- [Work to complete] Repeat exactly the lines that run from the one containing "Reviewer note: confirm that each instance of the white" to the end of the data, and leave out all others.

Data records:

= = = = =

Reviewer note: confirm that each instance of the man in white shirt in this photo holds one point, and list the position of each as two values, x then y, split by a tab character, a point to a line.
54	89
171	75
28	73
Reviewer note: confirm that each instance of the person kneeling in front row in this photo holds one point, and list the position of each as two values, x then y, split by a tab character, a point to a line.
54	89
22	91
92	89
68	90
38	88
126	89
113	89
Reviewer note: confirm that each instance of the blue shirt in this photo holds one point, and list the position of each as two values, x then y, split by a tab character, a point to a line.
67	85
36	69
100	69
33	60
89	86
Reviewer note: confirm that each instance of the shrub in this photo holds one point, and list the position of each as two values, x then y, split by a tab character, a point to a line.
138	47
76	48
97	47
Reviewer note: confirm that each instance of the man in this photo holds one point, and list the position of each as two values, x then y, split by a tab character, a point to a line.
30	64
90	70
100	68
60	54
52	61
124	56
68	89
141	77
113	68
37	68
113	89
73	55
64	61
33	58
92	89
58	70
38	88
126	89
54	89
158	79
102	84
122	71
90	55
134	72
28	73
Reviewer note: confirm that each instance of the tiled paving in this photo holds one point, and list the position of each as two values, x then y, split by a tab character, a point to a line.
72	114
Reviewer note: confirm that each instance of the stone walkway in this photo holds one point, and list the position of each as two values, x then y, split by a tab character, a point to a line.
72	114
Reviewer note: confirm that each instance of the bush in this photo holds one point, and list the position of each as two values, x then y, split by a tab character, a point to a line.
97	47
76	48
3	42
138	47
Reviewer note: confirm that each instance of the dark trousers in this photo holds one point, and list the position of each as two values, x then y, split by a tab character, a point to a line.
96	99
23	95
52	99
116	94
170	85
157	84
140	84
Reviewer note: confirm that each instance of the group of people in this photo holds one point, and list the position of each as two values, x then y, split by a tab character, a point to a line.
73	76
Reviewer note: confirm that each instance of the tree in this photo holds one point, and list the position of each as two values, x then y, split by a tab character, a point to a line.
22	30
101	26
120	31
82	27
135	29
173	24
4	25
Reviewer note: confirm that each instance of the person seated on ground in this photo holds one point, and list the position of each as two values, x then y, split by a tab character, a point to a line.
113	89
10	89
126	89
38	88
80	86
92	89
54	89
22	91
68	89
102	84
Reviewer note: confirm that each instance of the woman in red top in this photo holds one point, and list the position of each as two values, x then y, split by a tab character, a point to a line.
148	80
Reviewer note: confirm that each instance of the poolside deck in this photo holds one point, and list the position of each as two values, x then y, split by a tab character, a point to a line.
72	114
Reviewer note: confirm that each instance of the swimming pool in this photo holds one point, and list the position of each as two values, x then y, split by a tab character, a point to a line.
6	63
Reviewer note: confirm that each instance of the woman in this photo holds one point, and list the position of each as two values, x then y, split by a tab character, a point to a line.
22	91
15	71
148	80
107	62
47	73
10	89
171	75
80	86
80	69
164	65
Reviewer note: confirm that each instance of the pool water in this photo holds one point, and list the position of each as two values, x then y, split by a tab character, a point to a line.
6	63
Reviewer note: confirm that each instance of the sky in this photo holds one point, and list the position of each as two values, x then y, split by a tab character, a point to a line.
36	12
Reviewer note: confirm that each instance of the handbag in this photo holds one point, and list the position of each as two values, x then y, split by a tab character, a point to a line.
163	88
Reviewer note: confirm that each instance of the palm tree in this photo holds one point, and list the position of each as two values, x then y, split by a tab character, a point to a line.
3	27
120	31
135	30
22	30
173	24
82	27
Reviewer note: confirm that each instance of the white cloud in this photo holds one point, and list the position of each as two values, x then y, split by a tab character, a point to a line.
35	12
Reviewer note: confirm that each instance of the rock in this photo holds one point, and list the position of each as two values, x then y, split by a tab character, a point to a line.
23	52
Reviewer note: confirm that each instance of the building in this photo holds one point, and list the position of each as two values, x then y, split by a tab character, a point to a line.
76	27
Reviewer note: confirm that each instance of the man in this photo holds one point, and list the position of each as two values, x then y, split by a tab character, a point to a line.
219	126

= = = = =

- [Exercise answer]
Reviewer note: confirm that each instance of the white cloud in this photo holds one point, and list the position of each as two values, x then y, split by a tab character, a point to a line.
35	12
Reviewer note: confirm that each instance of the rock in this photo holds one point, and list the position of each as two values, x then y, split by a tab character, a point to a line.
23	52
Reviewer note: confirm that each instance of the building in this photo holds one point, and list the position of each as two values, x then y, split by a tab character, a point to a line.
76	27
Reviewer note: confirm that each instance of the man in this photo holds one point, and list the position of each as two values, x then y, split by a tab character, a point to a line.
219	126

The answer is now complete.